* [Passage]:
=-=-=-=-=

3.5.3: Analyze Nonlinear WIP
Linear structural behaviour means that if one changes the external loads by a factor
$f$
also the physical response quantities (displacements, cross section forces, stresses, …) change by that factor. This has the pleasant effect, that the impact of different loads can be superimposed. Thus it is not necessary to recalculate the model for each possible combination of external loads. For real structures the assumption of linear behaviour is an approximation – a good one in many cases. There are two mayor sources of non-linearity:
• Physical non-linearity: Comes into play when materials leave the linear elastic range (e.g. concrete that cracks, steel that yields, …)
• Geometric non-linearity: Takes effect when
• lateral displacements get so large, that their effect on the axial (in case of e.g. beams) or in-plane (think of shells) deformation can not be neglected any more,
• a nodal rotation
$\alpha$
reaches such a value, that the difference between
$\alpha$
and
$\tan(\alpha)$
gains importance.
The “Analyze Nonlinear WIP”-component lets one deal with geometric non-linearity. It is work-in-progress. This means that especially for shells the algorithms may not converge within acceptable time for some structures. If however a result is returned, then it is sound.
With the “Analyze Nonlinear WIP”-component one can chose from three variants of iterative solution algorithms. Each of these has different benefits and liabilities which will be explained below. The algorithms are based on the assumption of small strains, but allow arbitrarily large displacements.
The target of all three algorithms is to find a displacement state, where the external loads and the internal forces are in equilibrium. Starting from a known initial displacement state, one has to guess how the structure deforms under the given loads. This guess leads to a second displacement state where the internal and external forces usually do not match. The remaining imbalance forms the basis of a next prediction regarding the change of displacements and so on. Equilibrium is reached when the residual-force or change of displacements falls below a given threshold. The three algorithms offered by the “Analyze Nonlinear WIP”-component differ in how they predict the displacement increments.

=-=-=-=-=

* [Material supplied]:

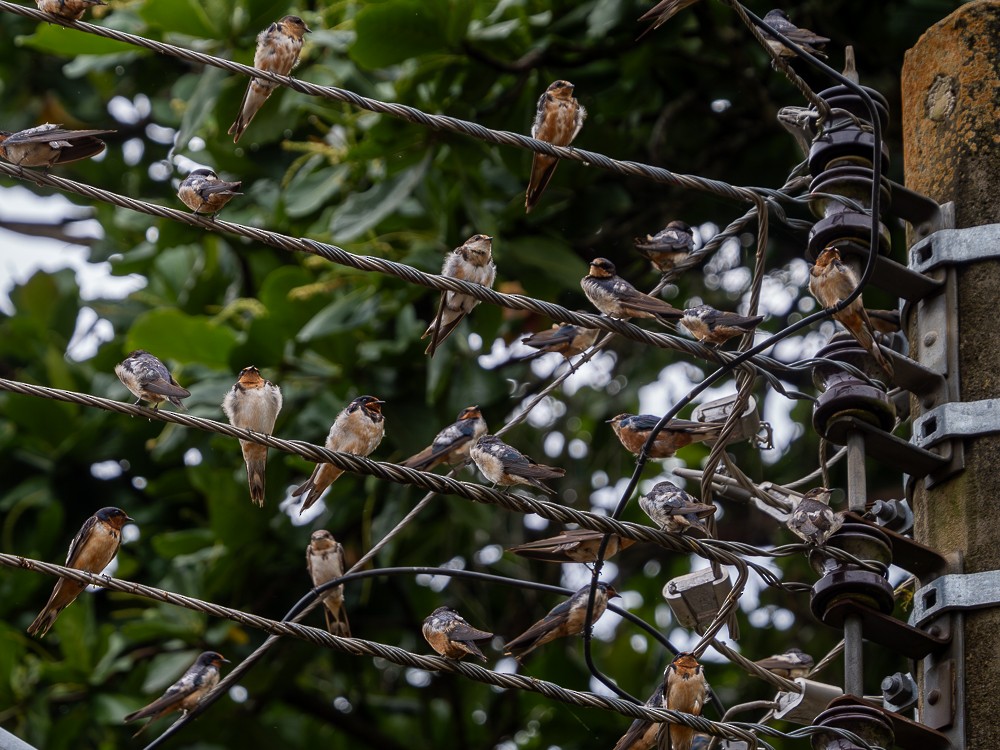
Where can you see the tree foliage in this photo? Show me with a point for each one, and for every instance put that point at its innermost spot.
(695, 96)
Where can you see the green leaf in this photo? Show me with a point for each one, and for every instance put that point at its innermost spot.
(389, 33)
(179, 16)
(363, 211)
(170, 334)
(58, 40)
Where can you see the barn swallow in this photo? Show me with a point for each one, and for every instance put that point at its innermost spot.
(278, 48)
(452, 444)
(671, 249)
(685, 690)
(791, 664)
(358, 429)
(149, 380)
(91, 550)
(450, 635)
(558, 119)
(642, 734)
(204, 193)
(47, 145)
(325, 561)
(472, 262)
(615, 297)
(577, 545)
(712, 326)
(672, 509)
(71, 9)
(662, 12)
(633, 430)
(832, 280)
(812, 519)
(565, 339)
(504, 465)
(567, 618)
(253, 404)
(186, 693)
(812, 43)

=-=-=-=-=

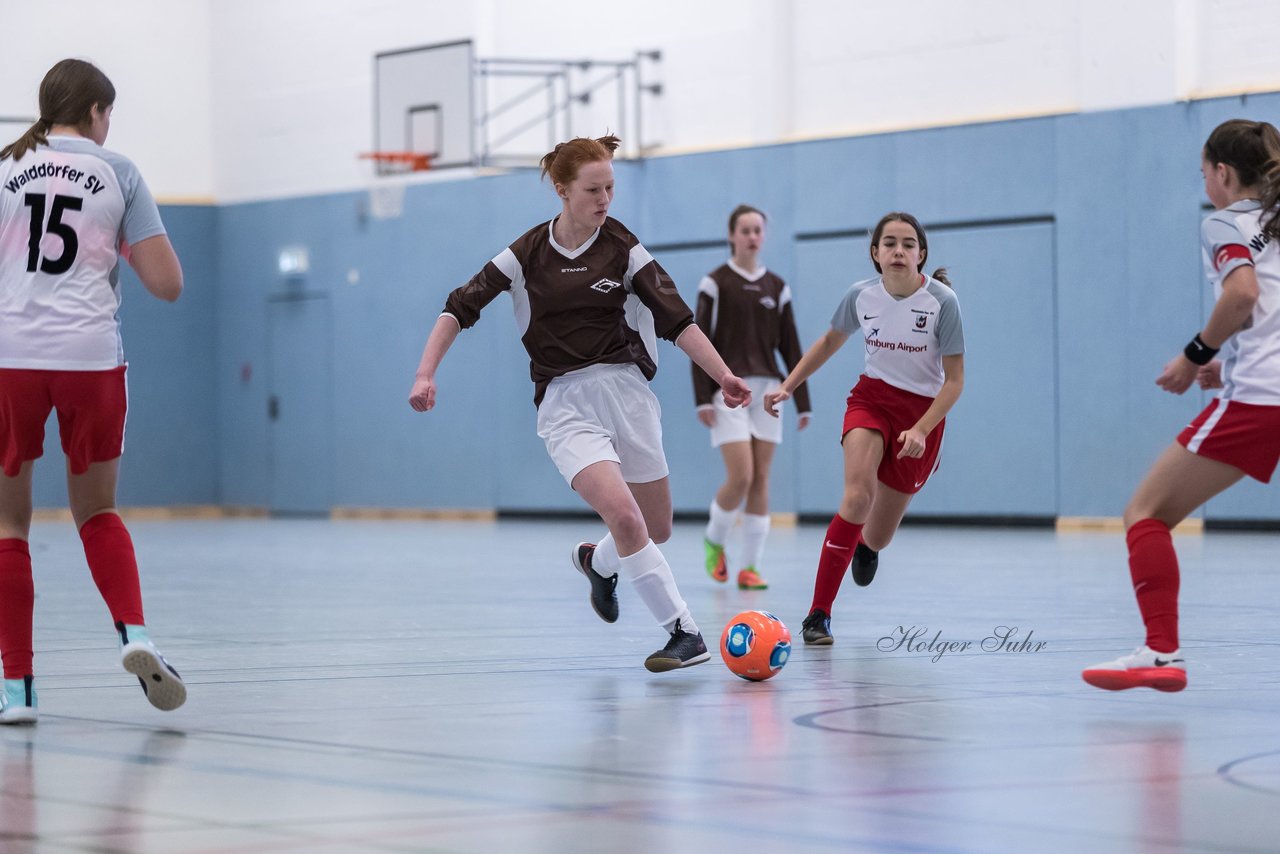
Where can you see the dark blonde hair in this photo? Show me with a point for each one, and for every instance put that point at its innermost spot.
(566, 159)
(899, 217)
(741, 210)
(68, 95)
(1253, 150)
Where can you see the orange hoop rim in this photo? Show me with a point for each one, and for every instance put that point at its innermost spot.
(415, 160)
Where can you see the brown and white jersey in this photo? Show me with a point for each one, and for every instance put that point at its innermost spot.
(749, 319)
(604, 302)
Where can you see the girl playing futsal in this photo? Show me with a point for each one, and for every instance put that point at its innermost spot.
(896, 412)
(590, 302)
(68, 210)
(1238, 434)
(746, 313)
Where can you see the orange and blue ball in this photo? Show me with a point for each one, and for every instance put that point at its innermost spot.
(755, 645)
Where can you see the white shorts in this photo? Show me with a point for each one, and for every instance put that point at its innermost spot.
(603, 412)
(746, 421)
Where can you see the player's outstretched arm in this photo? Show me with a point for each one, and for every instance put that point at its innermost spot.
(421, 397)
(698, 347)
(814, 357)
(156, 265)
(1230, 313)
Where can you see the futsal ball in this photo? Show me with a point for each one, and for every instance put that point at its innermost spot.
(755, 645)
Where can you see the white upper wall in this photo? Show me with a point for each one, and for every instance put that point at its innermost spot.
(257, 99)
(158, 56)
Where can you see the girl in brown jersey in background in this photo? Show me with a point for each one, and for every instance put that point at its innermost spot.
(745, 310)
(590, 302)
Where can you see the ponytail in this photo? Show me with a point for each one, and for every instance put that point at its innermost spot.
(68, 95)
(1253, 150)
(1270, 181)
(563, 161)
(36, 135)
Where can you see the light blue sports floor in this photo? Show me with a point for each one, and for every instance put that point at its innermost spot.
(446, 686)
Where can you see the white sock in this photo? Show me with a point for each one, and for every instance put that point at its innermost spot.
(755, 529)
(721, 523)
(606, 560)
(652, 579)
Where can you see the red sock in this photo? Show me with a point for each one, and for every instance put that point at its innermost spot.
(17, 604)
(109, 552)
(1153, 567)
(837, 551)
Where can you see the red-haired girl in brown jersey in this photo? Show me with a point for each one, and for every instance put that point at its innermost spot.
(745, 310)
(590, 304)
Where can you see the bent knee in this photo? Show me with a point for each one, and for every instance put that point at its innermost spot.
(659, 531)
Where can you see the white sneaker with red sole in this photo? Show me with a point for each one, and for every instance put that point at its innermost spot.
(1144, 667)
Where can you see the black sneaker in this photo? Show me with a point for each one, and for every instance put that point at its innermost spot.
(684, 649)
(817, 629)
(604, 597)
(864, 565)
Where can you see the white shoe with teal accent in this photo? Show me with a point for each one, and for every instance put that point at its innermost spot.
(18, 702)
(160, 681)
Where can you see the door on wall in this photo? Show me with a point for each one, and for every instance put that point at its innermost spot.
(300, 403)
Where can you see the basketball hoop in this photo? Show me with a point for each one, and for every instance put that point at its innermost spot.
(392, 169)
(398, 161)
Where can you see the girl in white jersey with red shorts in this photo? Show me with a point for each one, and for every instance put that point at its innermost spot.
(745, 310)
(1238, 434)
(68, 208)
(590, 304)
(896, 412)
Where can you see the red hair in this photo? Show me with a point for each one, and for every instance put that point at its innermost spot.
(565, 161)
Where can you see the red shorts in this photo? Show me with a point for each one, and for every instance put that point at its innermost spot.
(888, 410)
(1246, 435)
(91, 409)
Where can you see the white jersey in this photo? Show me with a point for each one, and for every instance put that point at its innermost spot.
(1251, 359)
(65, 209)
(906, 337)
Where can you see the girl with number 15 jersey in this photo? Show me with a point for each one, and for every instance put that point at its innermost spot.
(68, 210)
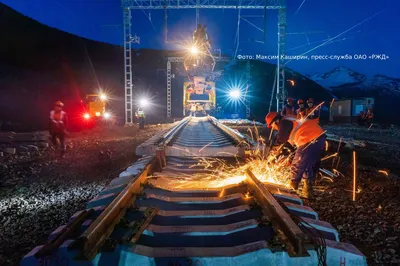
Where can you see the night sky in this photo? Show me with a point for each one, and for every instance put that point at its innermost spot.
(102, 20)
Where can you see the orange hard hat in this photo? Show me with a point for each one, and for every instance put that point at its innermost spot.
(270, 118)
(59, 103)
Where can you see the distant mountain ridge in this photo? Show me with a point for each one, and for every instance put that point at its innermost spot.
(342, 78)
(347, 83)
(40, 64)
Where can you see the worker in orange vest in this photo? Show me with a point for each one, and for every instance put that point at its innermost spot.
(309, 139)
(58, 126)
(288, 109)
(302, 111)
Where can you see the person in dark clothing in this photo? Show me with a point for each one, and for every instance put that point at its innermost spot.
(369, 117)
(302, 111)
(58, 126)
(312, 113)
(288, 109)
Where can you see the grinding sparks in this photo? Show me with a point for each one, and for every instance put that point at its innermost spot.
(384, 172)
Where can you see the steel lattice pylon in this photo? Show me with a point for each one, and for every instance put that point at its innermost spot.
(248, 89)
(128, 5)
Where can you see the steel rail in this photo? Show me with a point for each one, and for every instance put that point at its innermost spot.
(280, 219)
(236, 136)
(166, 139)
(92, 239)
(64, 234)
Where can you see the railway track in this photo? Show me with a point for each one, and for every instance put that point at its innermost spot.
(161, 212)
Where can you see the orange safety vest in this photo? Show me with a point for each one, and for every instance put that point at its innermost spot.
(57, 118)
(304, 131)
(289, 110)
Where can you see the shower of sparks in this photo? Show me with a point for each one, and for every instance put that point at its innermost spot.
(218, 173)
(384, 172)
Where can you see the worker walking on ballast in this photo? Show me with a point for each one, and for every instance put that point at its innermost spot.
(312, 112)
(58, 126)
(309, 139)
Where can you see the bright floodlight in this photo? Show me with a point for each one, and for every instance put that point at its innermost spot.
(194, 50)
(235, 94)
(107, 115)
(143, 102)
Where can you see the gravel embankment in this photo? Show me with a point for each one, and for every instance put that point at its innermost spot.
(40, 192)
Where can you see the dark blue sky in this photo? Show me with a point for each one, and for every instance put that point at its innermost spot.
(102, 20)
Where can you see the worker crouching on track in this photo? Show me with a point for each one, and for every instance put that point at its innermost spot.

=-=-=-=-=

* [Objective 1]: Translate into Spanish this sentence from the nonlinear analysis passage: "The algorithms are based on the assumption of small strains, but allow arbitrarily large displacements."
* [Objective 2]: Summarize the nonlinear analysis passage in two sentences.
* [Objective 3]: Name every physical response quantity that the nonlinear analysis passage gives as an example.

* [Result 1]: Los algoritmos se basan en la hipótesis de deformaciones pequeñas, pero admiten desplazamientos arbitrariamente grandes.

* [Result 2]: Linear behavior is only an approximation for real structures, which can become nonlinear physically, when materials leave the linear elastic range, or geometrically, when lateral displacements or nodal rotations grow large. The work-in-progress "Analyze Nonlinear WIP" component handles geometric non-linearity with three iterative algorithms that assume small strains but allow large displacements, and each repeatedly predicts displacement increments until the residual force or change of displacements falls below a threshold.

* [Result 3]:
- displacements
- cross section forces
- stresses